▶ [What you will do]
Exactly the lines from the start of the entries through the line with "positive clicks: (269, 626)" are required in the output, with no pictures among them.

▶ [Task material]
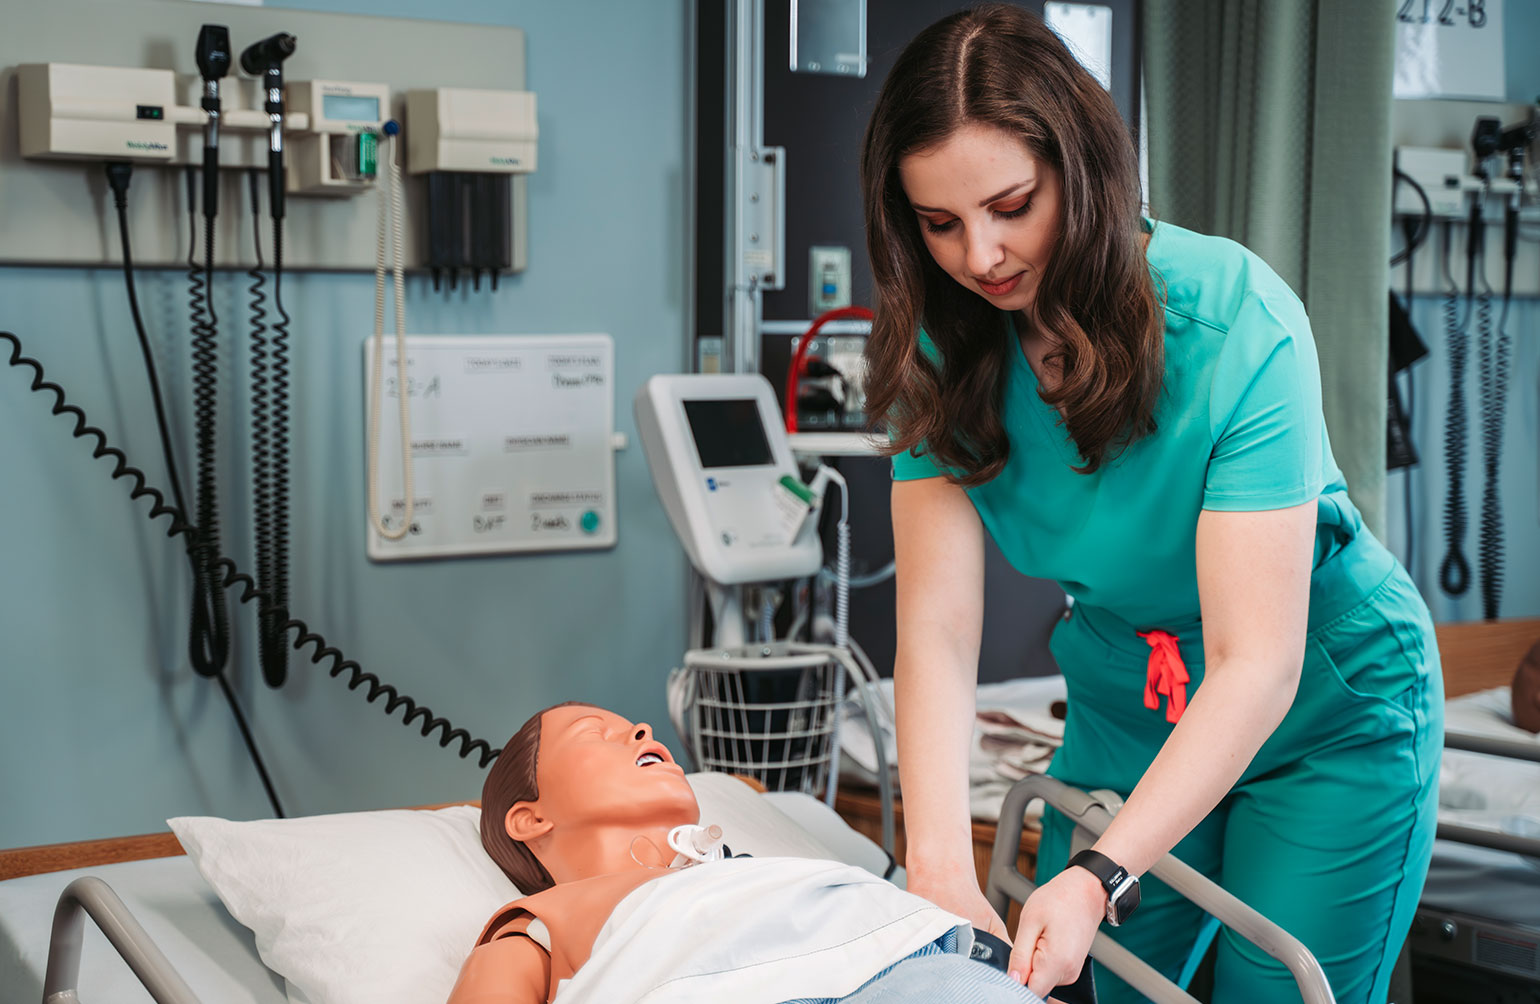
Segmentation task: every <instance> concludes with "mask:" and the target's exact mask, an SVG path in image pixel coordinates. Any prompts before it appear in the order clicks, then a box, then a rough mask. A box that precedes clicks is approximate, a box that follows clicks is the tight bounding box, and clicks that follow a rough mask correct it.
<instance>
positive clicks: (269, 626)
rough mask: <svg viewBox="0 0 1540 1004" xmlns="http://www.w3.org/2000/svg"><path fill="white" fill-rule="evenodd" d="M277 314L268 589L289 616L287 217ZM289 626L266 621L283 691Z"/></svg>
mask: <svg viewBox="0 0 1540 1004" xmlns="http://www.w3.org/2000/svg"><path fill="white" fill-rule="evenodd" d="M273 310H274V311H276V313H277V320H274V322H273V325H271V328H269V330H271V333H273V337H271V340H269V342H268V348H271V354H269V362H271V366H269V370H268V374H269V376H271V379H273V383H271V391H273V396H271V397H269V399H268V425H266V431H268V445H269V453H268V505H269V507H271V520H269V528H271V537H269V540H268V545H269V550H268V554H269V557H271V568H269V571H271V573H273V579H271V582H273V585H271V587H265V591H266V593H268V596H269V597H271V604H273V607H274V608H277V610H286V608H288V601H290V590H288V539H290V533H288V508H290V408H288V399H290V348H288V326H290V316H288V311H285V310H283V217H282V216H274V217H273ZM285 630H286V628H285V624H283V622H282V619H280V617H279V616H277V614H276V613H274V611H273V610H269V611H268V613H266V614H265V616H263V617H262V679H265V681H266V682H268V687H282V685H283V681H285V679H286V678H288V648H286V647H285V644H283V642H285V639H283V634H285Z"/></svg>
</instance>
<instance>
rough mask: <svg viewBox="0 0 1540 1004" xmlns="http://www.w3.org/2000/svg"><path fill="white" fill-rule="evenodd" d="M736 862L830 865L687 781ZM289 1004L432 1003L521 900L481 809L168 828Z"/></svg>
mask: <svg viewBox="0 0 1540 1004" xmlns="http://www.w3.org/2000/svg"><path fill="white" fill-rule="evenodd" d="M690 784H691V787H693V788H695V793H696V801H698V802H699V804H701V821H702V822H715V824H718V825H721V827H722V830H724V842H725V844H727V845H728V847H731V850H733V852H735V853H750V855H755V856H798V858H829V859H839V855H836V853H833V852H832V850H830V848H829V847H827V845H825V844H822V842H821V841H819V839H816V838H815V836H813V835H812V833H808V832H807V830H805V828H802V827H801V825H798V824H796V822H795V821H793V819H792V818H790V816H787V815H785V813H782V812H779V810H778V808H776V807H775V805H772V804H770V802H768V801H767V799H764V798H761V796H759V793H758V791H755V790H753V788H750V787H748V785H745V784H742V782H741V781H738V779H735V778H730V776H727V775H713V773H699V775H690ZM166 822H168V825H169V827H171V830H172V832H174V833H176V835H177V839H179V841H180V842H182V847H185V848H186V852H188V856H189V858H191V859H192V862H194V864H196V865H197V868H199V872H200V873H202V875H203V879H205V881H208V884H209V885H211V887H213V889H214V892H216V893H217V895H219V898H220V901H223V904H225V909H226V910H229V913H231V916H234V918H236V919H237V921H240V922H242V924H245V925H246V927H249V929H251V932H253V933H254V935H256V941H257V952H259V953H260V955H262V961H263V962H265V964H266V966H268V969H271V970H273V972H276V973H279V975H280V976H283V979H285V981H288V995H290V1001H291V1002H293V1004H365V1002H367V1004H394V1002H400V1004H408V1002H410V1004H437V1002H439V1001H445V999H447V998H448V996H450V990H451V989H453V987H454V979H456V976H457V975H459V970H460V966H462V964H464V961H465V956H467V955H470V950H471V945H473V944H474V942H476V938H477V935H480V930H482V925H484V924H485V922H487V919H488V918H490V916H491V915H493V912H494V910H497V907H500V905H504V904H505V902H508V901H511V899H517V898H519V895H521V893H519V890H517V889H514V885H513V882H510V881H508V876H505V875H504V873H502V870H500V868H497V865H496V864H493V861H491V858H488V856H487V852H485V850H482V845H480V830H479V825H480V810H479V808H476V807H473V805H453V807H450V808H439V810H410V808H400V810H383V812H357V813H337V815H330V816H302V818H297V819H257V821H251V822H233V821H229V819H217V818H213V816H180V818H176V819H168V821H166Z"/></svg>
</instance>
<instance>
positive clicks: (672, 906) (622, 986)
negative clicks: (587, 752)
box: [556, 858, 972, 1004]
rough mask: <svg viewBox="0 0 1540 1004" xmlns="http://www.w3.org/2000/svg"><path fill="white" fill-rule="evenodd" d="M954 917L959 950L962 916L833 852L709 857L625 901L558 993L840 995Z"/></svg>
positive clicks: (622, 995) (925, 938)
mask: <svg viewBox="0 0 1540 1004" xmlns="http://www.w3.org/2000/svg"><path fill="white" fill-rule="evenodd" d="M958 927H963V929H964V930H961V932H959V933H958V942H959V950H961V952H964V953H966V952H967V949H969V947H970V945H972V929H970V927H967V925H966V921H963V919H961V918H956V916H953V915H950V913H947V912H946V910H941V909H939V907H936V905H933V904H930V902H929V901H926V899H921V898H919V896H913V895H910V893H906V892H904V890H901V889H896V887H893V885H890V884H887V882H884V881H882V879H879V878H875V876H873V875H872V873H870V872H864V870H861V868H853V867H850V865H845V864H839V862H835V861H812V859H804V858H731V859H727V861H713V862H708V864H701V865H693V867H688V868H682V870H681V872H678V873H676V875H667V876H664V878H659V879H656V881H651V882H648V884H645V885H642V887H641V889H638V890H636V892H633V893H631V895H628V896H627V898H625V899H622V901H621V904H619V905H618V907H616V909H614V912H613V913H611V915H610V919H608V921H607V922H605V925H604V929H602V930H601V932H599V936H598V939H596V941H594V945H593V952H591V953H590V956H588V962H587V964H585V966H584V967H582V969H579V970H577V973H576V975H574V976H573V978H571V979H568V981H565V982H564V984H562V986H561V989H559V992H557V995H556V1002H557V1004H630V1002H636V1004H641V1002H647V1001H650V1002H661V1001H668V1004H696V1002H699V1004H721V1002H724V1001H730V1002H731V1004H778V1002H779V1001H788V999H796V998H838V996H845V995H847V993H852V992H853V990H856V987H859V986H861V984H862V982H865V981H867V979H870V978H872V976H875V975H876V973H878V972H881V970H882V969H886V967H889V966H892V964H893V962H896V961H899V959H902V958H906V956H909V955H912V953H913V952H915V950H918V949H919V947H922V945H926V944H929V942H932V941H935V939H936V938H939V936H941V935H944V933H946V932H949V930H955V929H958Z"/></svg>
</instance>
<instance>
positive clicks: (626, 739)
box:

▶ [Task solution]
Segmentation task: every <instance> concludes with "mask:" and the target's exact mask, an SVG path in image pixel coordinates. Any prompts before it appear in the order clicks, then a box, then a rough mask. A box that precedes clicks is approximate, a box that follows clicks is the tight bounding box, and clicks that follow a rough mask correct it.
<instance>
positive clicks: (269, 626)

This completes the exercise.